__Exercise instructions__:
Locate every line in the entries below that contains the word "glass", and copy each of those lines.

(Location annotation dataset excerpts)
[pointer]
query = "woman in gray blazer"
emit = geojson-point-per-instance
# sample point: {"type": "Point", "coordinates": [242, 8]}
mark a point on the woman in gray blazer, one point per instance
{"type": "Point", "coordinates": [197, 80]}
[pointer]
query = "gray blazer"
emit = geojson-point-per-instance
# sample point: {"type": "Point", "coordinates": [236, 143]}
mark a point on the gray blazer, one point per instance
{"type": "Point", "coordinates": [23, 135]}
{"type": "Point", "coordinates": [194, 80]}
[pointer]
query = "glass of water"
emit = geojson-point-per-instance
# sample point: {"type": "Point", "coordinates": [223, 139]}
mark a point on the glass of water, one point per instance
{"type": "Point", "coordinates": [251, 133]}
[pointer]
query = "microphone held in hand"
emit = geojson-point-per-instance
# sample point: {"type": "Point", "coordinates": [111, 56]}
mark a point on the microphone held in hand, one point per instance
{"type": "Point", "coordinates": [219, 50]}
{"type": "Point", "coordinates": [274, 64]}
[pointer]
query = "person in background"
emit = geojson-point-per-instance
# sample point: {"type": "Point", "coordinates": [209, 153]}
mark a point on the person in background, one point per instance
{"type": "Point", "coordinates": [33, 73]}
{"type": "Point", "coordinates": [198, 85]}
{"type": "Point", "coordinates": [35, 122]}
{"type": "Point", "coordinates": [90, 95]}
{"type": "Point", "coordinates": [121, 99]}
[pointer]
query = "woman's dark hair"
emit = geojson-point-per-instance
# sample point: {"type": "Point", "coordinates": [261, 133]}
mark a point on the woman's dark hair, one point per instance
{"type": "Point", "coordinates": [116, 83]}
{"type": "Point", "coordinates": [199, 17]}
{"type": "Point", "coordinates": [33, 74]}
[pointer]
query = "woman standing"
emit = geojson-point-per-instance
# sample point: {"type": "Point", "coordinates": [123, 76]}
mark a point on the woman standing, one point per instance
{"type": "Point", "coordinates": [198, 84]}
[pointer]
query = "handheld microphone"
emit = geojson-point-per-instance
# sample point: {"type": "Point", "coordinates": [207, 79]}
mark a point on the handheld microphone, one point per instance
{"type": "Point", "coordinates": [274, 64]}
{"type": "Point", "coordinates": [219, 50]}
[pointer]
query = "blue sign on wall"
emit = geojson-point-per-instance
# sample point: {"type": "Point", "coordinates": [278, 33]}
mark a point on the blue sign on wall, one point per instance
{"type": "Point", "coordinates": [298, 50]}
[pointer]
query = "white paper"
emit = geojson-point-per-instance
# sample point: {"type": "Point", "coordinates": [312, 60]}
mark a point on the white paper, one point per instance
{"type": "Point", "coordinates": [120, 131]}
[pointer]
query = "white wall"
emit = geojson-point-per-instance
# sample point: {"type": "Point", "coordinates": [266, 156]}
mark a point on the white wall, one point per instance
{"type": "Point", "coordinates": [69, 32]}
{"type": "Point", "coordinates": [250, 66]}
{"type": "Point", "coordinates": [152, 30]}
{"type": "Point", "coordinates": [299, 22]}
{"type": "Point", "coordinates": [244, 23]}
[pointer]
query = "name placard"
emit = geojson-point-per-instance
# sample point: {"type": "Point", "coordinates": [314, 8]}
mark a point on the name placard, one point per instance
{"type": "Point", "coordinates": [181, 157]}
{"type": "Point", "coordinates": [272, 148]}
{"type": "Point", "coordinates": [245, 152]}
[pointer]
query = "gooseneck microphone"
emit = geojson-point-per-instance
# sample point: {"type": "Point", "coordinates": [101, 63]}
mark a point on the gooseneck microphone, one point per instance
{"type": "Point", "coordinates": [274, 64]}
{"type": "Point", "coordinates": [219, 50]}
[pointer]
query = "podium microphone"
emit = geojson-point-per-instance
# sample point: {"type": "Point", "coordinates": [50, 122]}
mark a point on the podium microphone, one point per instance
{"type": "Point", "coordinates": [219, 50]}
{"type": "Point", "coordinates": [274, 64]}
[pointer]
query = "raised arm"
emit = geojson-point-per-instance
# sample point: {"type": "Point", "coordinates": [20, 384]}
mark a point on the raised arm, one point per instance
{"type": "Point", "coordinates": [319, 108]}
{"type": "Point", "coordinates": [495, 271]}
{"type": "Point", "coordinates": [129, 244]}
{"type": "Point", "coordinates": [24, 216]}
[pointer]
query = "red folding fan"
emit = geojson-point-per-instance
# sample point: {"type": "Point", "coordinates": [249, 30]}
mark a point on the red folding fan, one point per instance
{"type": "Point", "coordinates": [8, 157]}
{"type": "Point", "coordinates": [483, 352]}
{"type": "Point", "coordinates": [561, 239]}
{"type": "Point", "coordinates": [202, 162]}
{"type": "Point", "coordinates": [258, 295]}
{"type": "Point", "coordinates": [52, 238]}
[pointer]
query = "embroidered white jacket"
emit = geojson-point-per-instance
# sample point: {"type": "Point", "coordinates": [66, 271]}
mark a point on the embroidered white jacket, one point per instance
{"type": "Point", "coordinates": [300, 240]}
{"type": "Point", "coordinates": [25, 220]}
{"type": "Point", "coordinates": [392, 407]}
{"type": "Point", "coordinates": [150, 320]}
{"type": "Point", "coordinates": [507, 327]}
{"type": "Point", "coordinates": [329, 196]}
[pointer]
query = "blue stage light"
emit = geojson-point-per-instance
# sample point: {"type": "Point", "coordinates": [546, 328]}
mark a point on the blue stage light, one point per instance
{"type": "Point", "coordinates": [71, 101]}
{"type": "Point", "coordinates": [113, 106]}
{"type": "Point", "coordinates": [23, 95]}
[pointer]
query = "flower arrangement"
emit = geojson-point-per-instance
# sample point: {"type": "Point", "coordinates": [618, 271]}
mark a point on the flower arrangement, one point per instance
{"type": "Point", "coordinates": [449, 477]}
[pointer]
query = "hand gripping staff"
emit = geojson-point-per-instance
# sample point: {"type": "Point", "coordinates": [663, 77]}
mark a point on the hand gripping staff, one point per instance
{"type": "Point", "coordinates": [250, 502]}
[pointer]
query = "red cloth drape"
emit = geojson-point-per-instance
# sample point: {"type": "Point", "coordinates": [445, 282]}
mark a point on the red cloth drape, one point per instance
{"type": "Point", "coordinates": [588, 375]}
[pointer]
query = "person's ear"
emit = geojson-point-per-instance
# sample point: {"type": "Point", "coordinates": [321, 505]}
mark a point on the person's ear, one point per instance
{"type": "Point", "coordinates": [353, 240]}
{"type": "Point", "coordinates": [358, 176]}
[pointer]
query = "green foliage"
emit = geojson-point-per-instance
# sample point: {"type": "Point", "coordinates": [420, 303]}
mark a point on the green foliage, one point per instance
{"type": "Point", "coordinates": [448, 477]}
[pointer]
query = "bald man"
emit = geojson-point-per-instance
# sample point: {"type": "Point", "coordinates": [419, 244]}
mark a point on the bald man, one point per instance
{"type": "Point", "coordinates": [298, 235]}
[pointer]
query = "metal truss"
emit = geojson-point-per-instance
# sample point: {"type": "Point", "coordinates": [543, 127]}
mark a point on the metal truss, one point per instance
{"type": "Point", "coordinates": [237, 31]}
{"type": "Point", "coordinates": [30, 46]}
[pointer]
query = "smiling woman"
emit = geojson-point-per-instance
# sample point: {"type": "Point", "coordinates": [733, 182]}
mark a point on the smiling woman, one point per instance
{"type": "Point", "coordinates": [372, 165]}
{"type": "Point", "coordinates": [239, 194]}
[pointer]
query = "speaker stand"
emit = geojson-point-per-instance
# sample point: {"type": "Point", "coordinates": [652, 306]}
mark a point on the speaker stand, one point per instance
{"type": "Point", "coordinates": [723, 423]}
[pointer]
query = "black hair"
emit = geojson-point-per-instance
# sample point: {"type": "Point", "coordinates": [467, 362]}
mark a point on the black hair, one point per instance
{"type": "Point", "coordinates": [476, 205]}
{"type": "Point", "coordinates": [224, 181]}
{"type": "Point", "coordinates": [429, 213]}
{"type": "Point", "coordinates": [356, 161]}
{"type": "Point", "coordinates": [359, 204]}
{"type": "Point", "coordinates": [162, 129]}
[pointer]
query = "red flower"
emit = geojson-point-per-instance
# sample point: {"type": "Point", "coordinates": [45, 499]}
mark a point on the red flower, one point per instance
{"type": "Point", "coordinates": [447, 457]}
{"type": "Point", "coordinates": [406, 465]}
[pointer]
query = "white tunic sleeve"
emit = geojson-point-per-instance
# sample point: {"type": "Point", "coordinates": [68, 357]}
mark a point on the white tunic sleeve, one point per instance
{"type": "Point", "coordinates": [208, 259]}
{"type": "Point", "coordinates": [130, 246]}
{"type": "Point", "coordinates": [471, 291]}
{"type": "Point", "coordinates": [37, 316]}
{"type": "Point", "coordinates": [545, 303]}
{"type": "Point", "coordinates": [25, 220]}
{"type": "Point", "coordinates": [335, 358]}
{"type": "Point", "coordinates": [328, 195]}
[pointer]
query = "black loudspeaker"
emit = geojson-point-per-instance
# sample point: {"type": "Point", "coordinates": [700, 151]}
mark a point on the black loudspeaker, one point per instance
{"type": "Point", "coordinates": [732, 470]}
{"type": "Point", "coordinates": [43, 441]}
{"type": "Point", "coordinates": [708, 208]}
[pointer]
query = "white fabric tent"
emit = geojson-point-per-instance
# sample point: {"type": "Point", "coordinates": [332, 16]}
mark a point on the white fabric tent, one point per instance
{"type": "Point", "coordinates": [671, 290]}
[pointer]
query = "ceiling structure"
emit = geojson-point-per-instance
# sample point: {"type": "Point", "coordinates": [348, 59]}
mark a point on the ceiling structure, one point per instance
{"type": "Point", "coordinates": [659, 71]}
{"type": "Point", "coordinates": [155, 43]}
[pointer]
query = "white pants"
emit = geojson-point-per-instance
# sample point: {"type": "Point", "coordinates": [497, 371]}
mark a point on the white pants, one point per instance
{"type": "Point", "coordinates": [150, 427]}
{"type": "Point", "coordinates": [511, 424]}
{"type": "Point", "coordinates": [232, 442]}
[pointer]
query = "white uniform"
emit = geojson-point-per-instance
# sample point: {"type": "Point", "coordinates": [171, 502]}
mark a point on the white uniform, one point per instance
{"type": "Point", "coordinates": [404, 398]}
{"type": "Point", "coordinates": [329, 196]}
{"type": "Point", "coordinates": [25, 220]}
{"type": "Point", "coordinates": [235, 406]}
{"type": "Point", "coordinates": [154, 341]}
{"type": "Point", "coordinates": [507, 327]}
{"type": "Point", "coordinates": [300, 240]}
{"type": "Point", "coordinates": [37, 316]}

__Result for this exercise__:
query = "glass of water"
mark a point on the glass of water, one point per instance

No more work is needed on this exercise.